** Task input **

------------------------------------

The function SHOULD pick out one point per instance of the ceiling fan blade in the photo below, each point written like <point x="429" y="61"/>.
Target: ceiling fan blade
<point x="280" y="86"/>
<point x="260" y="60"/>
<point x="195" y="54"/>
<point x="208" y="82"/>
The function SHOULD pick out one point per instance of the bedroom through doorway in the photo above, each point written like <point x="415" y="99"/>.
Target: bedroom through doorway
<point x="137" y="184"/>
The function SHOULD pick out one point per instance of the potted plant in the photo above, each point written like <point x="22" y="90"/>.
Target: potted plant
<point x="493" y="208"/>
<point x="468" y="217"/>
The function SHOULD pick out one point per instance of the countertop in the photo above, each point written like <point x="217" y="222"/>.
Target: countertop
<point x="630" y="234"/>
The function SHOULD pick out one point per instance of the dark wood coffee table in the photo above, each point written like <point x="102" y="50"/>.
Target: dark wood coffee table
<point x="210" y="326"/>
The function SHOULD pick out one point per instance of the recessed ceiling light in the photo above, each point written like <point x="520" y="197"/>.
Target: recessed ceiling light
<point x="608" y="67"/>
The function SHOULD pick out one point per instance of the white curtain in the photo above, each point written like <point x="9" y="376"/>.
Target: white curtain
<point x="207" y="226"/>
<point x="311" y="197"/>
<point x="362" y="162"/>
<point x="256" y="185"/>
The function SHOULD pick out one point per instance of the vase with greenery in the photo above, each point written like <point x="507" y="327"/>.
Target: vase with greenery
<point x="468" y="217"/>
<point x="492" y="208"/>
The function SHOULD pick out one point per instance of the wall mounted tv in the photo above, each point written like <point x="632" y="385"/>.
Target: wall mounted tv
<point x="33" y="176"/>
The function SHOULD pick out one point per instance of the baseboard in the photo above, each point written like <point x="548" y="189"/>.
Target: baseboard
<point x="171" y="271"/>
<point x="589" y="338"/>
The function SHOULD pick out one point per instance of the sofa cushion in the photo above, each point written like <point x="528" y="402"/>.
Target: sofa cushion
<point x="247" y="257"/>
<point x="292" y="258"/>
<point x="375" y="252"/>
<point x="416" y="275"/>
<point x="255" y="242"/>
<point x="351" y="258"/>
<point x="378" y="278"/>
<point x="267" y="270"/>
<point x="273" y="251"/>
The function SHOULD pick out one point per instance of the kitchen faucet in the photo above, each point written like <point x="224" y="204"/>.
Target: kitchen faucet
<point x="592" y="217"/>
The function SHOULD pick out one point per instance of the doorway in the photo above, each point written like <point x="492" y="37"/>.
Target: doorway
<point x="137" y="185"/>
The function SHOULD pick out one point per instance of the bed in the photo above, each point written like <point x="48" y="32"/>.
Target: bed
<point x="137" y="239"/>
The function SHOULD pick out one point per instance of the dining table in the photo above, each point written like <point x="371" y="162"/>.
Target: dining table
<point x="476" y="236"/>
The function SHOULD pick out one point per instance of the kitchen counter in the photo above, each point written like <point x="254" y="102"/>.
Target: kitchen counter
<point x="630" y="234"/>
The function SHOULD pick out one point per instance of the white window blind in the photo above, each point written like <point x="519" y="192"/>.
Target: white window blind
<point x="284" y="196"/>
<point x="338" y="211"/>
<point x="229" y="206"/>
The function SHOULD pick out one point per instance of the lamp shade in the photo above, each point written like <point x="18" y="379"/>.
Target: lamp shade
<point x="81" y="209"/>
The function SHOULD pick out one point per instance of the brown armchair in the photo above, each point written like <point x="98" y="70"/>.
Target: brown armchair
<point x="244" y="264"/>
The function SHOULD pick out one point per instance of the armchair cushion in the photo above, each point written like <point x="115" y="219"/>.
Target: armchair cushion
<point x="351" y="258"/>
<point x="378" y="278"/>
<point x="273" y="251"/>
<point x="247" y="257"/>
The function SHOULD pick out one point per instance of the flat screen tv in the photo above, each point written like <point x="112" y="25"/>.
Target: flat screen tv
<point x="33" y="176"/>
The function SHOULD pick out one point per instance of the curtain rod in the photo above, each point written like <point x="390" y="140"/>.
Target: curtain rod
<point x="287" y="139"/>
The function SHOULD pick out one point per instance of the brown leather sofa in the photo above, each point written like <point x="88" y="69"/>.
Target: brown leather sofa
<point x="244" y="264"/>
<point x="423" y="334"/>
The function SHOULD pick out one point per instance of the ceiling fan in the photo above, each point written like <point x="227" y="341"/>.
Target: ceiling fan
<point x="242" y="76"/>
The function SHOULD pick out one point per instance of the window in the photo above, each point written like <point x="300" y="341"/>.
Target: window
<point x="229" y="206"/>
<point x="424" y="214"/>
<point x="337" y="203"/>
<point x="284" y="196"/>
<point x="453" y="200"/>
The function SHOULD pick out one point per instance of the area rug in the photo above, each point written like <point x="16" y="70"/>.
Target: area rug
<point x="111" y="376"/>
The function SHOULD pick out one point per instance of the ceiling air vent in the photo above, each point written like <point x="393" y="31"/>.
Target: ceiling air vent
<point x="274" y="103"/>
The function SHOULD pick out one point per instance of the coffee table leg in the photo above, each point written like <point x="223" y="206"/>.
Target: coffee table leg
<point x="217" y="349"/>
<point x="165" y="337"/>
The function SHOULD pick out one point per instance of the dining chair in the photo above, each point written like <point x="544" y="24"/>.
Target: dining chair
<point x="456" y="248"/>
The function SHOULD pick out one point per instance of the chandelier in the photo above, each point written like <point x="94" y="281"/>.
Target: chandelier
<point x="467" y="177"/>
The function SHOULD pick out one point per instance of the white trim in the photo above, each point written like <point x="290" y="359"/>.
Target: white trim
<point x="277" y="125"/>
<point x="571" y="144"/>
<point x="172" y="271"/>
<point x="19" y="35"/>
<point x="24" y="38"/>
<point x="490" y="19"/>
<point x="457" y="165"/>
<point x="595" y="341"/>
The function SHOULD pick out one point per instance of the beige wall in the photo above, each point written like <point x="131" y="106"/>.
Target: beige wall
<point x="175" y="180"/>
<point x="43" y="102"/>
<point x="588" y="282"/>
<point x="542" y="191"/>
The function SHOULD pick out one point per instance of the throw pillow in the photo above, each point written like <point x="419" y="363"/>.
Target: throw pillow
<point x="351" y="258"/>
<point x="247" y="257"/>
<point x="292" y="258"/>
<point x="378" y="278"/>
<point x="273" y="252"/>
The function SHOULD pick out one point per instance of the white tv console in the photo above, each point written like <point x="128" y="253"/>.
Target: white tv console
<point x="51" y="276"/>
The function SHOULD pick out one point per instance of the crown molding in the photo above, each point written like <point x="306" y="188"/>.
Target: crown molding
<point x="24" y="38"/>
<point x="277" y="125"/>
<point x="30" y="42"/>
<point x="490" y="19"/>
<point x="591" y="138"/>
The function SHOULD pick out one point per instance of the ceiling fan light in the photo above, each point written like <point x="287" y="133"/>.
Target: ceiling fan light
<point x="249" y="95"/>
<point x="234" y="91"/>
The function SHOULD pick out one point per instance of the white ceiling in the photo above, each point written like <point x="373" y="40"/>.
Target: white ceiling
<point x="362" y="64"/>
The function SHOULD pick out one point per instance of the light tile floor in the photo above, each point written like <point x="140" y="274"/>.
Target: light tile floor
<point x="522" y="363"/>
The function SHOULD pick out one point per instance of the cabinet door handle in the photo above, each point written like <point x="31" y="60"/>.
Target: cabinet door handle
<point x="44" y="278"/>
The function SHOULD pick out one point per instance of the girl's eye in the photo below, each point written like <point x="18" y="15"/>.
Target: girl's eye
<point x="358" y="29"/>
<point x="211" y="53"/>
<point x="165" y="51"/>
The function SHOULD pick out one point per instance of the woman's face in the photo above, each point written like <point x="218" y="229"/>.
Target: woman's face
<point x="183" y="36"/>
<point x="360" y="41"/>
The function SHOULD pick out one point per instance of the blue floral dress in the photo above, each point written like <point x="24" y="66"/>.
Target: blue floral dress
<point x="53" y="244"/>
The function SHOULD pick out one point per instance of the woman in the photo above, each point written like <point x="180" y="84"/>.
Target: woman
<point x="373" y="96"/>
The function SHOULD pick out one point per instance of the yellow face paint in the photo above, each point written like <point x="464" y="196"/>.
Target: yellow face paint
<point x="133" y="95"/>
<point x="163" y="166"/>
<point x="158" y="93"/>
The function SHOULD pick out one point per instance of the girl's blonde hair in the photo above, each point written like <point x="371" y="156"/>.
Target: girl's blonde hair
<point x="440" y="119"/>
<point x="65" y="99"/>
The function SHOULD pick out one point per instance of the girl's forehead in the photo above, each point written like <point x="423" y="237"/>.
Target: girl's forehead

------------------------------------

** Task statement **
Only the lines from the one containing "fan light in" to the end of the data should be printed, exactly as they stand.

** Full response **
The function SHOULD pick out one point per instance of the ceiling fan light in the photo above, each point written like <point x="287" y="133"/>.
Target: ceiling fan light
<point x="249" y="95"/>
<point x="234" y="91"/>
The function SHOULD pick out one point per instance of the white ceiling in the photo above, each point written like <point x="373" y="40"/>.
Target: white ceiling
<point x="362" y="64"/>
The function SHOULD pick out one point per instance of the light tile floor in the photo above, each point written like <point x="140" y="274"/>.
Target: light tile floor
<point x="522" y="363"/>
The function SHOULD pick out one point per instance of the cabinet door handle in the photo above, each point written like <point x="31" y="60"/>.
Target: cabinet door handle
<point x="44" y="278"/>
The function SHOULD pick out one point per instance of the girl's eye in the photo below, each point written like <point x="18" y="15"/>.
Target: girl's eye
<point x="358" y="29"/>
<point x="211" y="53"/>
<point x="165" y="51"/>
The function SHOULD pick out one point per instance of the woman's face in the photo above, each point written like <point x="218" y="229"/>.
Target: woman's face
<point x="183" y="36"/>
<point x="360" y="41"/>
The function SHOULD pick out one point per instance of the blue floral dress in the photo above, each point written like <point x="24" y="66"/>.
Target: blue floral dress
<point x="53" y="244"/>
The function SHOULD pick out one point per instance of the woman in the photo above, each point written like <point x="180" y="84"/>.
Target: woman
<point x="373" y="96"/>
The function SHOULD pick out one point per instance of the yellow face paint in the photo above, each point written like <point x="464" y="196"/>.
Target: yellow face paint
<point x="133" y="95"/>
<point x="163" y="166"/>
<point x="158" y="93"/>
The function SHOULD pick out one point per instance of the girl's blonde hair in the photo above, each point written like <point x="371" y="156"/>.
Target: girl's blonde hair
<point x="440" y="119"/>
<point x="65" y="99"/>
The function SHOULD pick out one point per instance of the girl's forehead in the photo above, each point written like <point x="423" y="237"/>.
Target: girl's forehead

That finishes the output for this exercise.